_Exercise input:_
++++++++++++++++++++

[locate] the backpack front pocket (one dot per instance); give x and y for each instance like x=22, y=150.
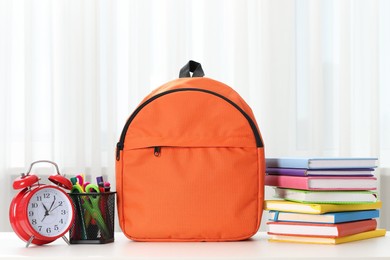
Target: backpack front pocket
x=190, y=193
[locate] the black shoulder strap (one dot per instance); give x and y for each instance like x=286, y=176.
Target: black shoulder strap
x=191, y=66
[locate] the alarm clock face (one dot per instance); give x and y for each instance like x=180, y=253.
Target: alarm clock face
x=49, y=212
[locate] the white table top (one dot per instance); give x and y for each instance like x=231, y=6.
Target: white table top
x=258, y=247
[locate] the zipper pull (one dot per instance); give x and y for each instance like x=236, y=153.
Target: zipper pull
x=119, y=147
x=157, y=151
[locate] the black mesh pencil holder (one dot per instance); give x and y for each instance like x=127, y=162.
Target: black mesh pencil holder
x=94, y=219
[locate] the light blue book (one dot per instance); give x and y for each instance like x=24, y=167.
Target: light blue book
x=335, y=217
x=322, y=163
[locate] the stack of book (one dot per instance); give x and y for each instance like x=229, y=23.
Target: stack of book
x=322, y=200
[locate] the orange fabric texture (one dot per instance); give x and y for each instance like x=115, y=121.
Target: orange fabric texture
x=190, y=167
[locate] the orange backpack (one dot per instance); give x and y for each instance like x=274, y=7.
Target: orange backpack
x=190, y=164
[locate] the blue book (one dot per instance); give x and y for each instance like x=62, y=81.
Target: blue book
x=322, y=163
x=334, y=217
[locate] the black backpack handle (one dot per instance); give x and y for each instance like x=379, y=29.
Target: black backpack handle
x=191, y=66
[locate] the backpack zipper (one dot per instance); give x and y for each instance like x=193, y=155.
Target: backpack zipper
x=120, y=144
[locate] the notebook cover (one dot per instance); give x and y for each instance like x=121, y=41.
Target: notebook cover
x=343, y=229
x=329, y=182
x=333, y=217
x=330, y=241
x=326, y=197
x=316, y=172
x=315, y=208
x=322, y=163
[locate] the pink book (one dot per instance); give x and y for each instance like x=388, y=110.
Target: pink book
x=321, y=182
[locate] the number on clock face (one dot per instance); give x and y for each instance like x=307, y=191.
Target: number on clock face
x=49, y=212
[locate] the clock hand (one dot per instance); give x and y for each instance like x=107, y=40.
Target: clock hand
x=46, y=211
x=55, y=208
x=52, y=203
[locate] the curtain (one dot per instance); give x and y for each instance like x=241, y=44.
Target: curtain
x=316, y=74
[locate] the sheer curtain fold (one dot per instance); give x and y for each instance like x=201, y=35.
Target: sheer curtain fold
x=314, y=72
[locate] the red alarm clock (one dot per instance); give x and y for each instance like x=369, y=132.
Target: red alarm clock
x=41, y=213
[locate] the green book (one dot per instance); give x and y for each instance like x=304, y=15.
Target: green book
x=330, y=197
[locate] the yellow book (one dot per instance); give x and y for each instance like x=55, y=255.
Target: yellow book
x=289, y=206
x=328, y=240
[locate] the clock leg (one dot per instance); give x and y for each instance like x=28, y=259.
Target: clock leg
x=29, y=241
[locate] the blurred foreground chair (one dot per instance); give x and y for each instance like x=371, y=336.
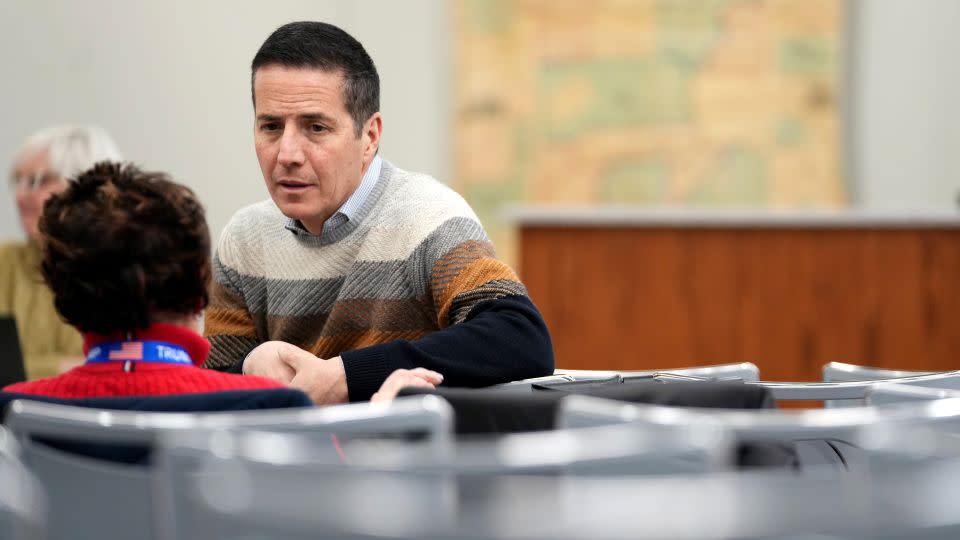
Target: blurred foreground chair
x=255, y=485
x=824, y=438
x=269, y=485
x=22, y=505
x=95, y=464
x=841, y=372
x=853, y=393
x=744, y=371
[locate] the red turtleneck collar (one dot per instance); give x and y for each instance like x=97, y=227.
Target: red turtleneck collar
x=196, y=345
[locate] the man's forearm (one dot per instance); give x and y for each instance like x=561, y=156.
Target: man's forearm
x=500, y=340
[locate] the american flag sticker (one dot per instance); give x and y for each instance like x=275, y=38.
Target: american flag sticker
x=129, y=350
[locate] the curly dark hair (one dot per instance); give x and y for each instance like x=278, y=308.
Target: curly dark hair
x=122, y=246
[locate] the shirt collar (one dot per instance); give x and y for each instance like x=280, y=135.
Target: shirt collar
x=348, y=211
x=196, y=345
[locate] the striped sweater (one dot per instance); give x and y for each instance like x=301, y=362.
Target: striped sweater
x=411, y=281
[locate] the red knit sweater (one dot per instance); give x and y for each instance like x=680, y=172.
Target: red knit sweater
x=144, y=378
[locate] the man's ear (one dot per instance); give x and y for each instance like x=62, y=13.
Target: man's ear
x=372, y=130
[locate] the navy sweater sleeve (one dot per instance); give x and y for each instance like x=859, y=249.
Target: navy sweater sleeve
x=500, y=341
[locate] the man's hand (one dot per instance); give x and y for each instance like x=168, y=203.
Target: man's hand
x=324, y=381
x=271, y=360
x=421, y=377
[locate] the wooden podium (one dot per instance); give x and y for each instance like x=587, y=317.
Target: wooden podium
x=625, y=288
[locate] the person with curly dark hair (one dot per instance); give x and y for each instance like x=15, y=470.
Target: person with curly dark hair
x=126, y=254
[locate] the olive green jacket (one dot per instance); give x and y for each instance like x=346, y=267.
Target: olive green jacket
x=45, y=339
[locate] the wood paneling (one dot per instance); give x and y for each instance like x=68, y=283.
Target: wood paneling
x=787, y=299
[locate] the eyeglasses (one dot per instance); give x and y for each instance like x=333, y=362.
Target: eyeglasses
x=33, y=182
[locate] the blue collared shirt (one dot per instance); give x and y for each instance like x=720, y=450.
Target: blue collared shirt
x=349, y=209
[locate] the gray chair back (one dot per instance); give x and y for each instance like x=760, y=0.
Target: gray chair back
x=22, y=504
x=846, y=425
x=745, y=371
x=255, y=485
x=842, y=372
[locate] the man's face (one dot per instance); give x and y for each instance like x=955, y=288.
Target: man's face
x=309, y=152
x=34, y=183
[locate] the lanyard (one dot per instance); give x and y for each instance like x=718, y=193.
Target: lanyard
x=139, y=351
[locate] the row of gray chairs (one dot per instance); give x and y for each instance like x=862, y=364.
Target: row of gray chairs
x=250, y=493
x=650, y=439
x=92, y=495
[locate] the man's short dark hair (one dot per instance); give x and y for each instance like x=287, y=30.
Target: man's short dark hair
x=323, y=46
x=122, y=247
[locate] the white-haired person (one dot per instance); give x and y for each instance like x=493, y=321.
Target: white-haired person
x=41, y=168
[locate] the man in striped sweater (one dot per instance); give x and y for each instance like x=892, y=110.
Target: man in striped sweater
x=356, y=268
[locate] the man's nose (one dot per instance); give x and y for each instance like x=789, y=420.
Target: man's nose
x=291, y=149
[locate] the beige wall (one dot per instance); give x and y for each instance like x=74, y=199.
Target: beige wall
x=170, y=80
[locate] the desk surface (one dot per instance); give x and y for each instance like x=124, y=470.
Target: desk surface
x=638, y=216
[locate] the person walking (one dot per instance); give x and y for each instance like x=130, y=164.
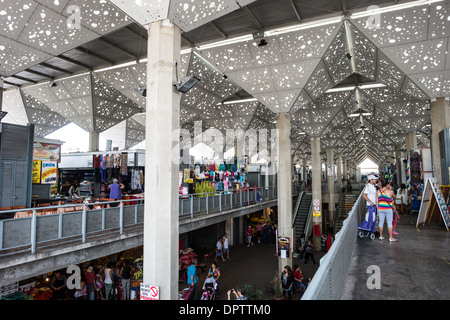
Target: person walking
x=302, y=246
x=401, y=199
x=219, y=249
x=99, y=283
x=259, y=229
x=125, y=273
x=249, y=234
x=108, y=280
x=370, y=192
x=266, y=233
x=214, y=272
x=309, y=252
x=58, y=286
x=192, y=279
x=386, y=208
x=226, y=247
x=90, y=282
x=287, y=281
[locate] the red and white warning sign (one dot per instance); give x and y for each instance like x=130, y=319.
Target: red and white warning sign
x=149, y=292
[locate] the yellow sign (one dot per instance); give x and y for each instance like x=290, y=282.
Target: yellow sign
x=187, y=175
x=36, y=175
x=49, y=172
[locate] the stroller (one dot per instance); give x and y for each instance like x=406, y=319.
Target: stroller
x=209, y=289
x=367, y=227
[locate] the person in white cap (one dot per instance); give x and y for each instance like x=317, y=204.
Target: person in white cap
x=370, y=192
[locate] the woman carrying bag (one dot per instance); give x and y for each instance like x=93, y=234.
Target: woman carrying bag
x=386, y=209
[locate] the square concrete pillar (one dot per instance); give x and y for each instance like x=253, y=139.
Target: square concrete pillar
x=440, y=119
x=284, y=183
x=330, y=179
x=339, y=168
x=161, y=218
x=316, y=189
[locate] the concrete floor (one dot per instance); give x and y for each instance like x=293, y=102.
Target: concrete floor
x=417, y=267
x=254, y=265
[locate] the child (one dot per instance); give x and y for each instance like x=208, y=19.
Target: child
x=99, y=283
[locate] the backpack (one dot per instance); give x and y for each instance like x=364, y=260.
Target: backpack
x=126, y=272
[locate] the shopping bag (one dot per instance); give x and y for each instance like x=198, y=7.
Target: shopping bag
x=187, y=294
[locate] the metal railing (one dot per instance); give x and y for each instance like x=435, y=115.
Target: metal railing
x=330, y=278
x=297, y=206
x=78, y=221
x=204, y=203
x=66, y=223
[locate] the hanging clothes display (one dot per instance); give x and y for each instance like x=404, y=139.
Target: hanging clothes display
x=124, y=164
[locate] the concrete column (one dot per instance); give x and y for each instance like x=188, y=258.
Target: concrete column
x=411, y=141
x=94, y=141
x=330, y=179
x=440, y=119
x=316, y=188
x=284, y=183
x=1, y=93
x=242, y=229
x=304, y=170
x=339, y=168
x=344, y=173
x=161, y=217
x=238, y=148
x=229, y=229
x=398, y=155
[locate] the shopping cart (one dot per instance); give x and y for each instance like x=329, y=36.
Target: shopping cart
x=367, y=226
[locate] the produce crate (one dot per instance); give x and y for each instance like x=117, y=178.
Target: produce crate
x=15, y=296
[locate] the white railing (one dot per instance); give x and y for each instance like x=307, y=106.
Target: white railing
x=330, y=278
x=43, y=226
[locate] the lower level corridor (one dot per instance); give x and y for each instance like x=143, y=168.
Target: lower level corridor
x=414, y=268
x=254, y=266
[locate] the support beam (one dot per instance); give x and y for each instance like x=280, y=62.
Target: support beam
x=219, y=31
x=94, y=141
x=297, y=13
x=1, y=93
x=24, y=79
x=411, y=141
x=252, y=17
x=93, y=54
x=75, y=62
x=330, y=180
x=113, y=46
x=161, y=217
x=339, y=168
x=440, y=119
x=49, y=66
x=316, y=190
x=284, y=177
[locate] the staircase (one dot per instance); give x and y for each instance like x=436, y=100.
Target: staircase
x=301, y=215
x=346, y=202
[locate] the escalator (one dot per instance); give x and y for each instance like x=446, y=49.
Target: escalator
x=300, y=214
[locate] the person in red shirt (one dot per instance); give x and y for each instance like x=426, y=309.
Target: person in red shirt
x=90, y=282
x=298, y=279
x=249, y=234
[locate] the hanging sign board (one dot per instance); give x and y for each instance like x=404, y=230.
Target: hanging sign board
x=283, y=247
x=49, y=172
x=432, y=191
x=149, y=292
x=36, y=174
x=46, y=151
x=330, y=170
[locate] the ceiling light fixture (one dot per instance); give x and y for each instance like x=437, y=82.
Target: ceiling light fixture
x=390, y=8
x=239, y=101
x=359, y=112
x=186, y=83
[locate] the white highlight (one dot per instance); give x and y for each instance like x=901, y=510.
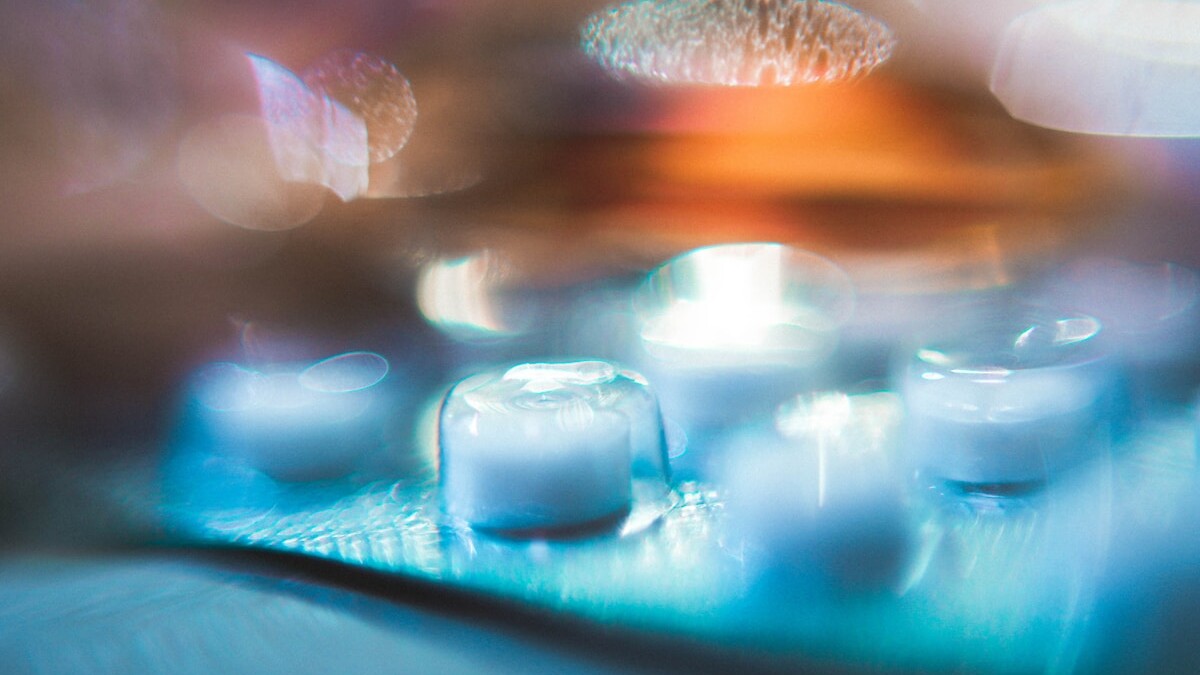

++++++++++++++++++++

_Instructions to follow:_ Copy the material word for word, from the very start through the line holding "x=190, y=193", including both ends. Leave out any pictures.

_Exercise response:_
[locate] the backpack front pocket (one dot per instance); give x and y for each instance like x=22, y=150.
Target: backpack front pocket
x=190, y=193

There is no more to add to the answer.